===== Material provided =====

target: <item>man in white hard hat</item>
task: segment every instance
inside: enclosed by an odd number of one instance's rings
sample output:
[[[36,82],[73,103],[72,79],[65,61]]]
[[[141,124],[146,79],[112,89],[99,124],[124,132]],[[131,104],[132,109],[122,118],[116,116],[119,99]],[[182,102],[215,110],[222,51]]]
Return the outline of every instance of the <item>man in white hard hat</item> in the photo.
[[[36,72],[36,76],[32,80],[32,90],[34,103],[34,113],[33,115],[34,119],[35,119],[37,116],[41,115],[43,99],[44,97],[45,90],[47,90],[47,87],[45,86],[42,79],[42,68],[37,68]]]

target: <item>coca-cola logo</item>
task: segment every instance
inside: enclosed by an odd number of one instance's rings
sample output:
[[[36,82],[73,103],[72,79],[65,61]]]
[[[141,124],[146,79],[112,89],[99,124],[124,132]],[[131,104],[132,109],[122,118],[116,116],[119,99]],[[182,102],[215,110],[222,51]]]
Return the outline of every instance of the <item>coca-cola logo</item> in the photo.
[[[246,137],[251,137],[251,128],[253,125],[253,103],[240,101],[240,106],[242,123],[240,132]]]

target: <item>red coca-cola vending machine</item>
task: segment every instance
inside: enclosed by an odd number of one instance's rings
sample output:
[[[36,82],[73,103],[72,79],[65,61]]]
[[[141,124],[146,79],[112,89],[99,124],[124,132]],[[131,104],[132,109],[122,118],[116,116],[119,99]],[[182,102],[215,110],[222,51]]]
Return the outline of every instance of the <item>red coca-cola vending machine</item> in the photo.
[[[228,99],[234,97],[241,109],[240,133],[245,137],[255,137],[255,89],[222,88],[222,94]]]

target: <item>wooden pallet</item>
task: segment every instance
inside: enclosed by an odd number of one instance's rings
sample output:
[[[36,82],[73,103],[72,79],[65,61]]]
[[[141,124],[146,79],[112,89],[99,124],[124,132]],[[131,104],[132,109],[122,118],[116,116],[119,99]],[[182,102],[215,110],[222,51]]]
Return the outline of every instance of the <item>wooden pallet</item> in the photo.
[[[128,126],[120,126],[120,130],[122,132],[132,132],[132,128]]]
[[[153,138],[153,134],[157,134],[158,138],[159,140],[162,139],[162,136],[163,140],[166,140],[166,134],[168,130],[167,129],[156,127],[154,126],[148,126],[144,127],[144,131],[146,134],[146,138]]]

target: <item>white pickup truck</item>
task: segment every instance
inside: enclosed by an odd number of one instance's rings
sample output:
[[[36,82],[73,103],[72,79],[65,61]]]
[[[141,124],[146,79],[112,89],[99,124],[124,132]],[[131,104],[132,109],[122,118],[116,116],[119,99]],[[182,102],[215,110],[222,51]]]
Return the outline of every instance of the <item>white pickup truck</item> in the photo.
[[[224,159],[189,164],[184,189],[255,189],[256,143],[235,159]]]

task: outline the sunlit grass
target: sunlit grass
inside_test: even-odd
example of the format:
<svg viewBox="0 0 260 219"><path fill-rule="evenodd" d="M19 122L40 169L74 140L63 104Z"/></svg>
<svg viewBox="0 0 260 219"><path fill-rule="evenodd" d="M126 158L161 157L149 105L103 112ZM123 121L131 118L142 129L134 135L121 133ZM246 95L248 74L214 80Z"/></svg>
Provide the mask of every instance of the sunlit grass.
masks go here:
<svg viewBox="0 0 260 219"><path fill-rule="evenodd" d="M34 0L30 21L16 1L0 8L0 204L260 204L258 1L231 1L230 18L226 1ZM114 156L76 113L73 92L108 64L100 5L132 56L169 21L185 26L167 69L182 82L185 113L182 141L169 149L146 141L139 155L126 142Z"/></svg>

=====

- _Your goal_
Reproduce all of the records above line for line, without changing a single character.

- _Problem solution_
target: <item>man in white hard hat</item>
task: segment every instance
inside: enclosed by an odd number of one instance's rings
sample output:
[[[36,82],[73,103],[72,79],[65,61]]]
[[[141,124],[146,79],[112,89],[99,124],[124,132]],[[131,104],[132,109],[122,118],[116,116],[119,99]],[[182,102],[215,110],[222,51]]]
Return the outline of every instance of the <item>man in white hard hat</item> in the photo.
[[[36,72],[36,76],[32,80],[32,90],[34,103],[34,113],[33,115],[34,119],[35,119],[37,116],[41,115],[43,99],[44,97],[45,90],[47,90],[47,87],[45,86],[42,79],[42,68],[37,68]]]

target: <item>coca-cola logo</item>
task: segment every instance
inside: enclosed by an odd number of one instance's rings
sample output:
[[[36,82],[73,103],[72,79],[65,61]]]
[[[141,124],[146,79],[112,89],[99,124],[124,132]],[[131,104],[132,109],[122,118],[116,116],[119,99]],[[182,102],[215,110],[222,51]]]
Return the outline of every instance of the <item>coca-cola logo</item> in the photo.
[[[246,137],[251,137],[251,128],[253,125],[253,103],[240,101],[240,106],[242,123],[240,132]]]

target: <item>red coca-cola vending machine</item>
task: segment every instance
inside: enclosed by an odd number of one instance's rings
sample output:
[[[36,82],[73,103],[72,79],[65,61]]]
[[[141,124],[146,79],[112,89],[99,124],[124,132]],[[131,104],[132,109],[122,118],[116,116],[119,99]],[[182,102],[215,110],[222,51]]]
Return the outline of every instance of the <item>red coca-cola vending machine</item> in the photo.
[[[228,99],[234,97],[241,109],[240,133],[245,137],[255,137],[255,89],[222,88],[222,94]]]

target: <item>wooden pallet</item>
task: segment every instance
inside: enclosed by an odd number of one instance's rings
sample output:
[[[36,82],[73,103],[72,79],[65,61]]]
[[[141,124],[146,79],[112,89],[99,124],[124,132]],[[131,104],[132,109],[122,118],[116,116],[119,99]],[[182,102],[215,110],[222,51]]]
Return the outline of every instance of the <item>wooden pallet</item> in the photo.
[[[128,126],[120,126],[120,130],[122,132],[132,132],[132,128]]]
[[[153,138],[153,134],[157,134],[158,138],[159,140],[162,139],[162,136],[163,140],[166,140],[166,134],[168,130],[167,129],[156,127],[154,126],[148,126],[144,127],[144,131],[146,134],[146,138]]]

target: <item>white pickup truck</item>
task: segment every instance
inside: enclosed by an odd number of one instance's rings
sample output:
[[[36,82],[73,103],[72,79],[65,61]]]
[[[141,124],[146,79],[112,89],[99,124],[124,132]],[[131,104],[132,109],[122,118],[116,116],[119,99]],[[182,102],[215,110],[222,51]]]
Return the outline of every instance of the <item>white pickup truck</item> in the photo.
[[[224,159],[189,164],[184,189],[255,189],[256,143],[235,159]]]

task: outline the sunlit grass
target: sunlit grass
inside_test: even-odd
example of the format:
<svg viewBox="0 0 260 219"><path fill-rule="evenodd" d="M19 122L40 169L74 140L63 104Z"/></svg>
<svg viewBox="0 0 260 219"><path fill-rule="evenodd" d="M126 158L161 157L149 105L103 112ZM123 121L131 118L142 129L134 135L121 133ZM246 95L248 74L214 80Z"/></svg>
Provide the mask of every instance of the sunlit grass.
masks go here:
<svg viewBox="0 0 260 219"><path fill-rule="evenodd" d="M34 0L30 21L16 1L0 8L0 204L260 204L258 1L231 1L230 18L226 1ZM114 156L76 113L73 92L108 64L100 5L132 56L169 21L185 26L167 69L182 82L185 113L182 141L169 149L146 141L139 155L126 142Z"/></svg>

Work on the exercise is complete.